***** RECORD SET

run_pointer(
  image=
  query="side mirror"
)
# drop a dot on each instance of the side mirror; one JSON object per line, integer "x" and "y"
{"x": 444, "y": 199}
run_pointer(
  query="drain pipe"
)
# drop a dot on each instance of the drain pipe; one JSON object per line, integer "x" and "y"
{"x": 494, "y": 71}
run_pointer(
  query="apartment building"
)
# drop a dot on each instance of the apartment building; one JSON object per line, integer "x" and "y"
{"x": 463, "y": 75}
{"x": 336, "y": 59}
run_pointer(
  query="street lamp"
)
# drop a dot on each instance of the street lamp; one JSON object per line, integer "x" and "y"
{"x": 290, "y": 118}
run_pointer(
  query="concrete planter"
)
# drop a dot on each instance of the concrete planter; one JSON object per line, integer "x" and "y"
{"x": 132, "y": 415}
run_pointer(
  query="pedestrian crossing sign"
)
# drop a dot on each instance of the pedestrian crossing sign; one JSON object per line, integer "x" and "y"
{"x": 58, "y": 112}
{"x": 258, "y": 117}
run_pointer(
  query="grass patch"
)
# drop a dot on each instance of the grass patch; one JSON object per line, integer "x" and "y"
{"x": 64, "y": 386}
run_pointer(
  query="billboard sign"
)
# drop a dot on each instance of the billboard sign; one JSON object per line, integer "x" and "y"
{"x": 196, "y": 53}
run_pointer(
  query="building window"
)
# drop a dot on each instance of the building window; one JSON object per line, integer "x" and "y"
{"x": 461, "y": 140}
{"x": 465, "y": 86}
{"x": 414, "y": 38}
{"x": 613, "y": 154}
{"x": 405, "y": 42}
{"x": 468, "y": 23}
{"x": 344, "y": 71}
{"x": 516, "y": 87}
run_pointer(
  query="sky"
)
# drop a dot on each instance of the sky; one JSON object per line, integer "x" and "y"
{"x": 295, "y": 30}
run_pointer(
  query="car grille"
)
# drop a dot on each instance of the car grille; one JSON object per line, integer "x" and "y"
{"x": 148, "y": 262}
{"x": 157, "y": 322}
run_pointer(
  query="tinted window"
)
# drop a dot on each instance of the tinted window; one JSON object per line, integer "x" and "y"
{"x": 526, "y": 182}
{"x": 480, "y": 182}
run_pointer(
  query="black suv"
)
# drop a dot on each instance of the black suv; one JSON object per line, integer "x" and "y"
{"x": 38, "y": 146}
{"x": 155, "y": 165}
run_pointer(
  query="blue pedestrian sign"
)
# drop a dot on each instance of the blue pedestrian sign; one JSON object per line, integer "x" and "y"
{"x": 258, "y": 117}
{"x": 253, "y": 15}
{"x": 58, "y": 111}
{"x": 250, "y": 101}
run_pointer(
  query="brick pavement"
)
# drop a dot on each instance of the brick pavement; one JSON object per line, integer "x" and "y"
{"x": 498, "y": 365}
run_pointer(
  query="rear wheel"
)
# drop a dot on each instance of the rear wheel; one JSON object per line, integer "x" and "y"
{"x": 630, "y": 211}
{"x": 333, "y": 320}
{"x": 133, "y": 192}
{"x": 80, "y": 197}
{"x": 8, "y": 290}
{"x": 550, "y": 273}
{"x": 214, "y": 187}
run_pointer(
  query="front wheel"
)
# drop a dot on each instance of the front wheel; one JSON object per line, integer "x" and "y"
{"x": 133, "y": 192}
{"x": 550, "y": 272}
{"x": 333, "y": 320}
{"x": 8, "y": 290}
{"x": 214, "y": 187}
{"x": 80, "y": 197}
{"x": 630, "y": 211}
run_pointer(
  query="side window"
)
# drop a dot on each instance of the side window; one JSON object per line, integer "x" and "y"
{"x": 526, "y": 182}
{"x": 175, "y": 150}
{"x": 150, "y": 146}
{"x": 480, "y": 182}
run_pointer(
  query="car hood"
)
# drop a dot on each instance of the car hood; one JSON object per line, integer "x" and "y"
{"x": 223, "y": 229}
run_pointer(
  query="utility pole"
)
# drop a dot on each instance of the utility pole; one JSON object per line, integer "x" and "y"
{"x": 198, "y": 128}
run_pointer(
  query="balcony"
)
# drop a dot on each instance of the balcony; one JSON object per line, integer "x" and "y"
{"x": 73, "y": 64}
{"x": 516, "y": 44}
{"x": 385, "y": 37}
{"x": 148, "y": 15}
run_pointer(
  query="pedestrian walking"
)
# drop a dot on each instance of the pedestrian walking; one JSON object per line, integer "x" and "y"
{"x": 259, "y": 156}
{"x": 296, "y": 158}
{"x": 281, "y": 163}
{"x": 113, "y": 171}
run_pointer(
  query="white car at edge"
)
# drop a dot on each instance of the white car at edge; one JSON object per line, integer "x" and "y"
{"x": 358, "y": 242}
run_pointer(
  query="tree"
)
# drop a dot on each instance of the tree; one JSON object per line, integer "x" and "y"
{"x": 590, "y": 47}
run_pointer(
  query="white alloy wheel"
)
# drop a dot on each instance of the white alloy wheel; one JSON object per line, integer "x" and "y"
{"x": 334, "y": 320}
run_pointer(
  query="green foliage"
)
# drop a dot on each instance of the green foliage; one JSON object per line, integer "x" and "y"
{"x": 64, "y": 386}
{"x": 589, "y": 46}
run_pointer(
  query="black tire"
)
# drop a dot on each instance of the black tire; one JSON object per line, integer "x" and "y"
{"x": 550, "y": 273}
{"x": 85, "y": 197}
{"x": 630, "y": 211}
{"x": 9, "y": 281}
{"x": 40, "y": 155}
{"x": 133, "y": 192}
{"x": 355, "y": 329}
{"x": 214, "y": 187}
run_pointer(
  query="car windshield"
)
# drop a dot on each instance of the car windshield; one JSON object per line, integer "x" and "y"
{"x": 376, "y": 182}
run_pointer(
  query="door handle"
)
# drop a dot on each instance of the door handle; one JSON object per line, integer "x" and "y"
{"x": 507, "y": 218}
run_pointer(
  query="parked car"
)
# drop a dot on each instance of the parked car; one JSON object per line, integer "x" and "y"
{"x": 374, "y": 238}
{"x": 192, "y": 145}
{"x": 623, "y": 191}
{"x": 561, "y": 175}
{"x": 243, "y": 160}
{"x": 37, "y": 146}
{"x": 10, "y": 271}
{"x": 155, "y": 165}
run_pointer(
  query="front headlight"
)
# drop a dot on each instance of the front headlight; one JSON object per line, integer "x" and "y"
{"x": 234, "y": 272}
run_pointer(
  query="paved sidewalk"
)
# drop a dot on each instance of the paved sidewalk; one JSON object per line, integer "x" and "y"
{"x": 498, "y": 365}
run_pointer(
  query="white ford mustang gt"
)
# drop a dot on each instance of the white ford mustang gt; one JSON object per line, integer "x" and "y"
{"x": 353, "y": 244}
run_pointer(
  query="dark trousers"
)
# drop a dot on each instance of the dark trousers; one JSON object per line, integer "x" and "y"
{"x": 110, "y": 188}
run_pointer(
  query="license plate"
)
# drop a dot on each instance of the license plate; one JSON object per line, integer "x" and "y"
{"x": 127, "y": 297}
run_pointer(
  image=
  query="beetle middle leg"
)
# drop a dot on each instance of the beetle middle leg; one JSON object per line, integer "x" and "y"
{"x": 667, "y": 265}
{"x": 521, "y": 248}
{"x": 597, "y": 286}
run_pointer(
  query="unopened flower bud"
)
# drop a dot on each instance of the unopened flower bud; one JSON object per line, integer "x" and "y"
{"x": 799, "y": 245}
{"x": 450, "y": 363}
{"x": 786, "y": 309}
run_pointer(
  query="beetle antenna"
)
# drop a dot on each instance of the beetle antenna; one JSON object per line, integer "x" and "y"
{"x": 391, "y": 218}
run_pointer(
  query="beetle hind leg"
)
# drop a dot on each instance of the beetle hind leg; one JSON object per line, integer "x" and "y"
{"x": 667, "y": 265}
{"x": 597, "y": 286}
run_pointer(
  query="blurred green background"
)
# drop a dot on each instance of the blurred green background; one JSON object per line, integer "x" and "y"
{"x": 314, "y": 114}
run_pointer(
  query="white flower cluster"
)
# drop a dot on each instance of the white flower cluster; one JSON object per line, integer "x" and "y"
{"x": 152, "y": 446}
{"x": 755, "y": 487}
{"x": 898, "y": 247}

**********

▶ **EXERCISE GOAL**
List every line in the records above that contains the string "alloy", matching case.

▶ **RESULT OF THIS TASK**
  query="white alloy wheel"
# drop a dot on each instance of the white alloy wheel; one JSON object per line, integer "x" and "y"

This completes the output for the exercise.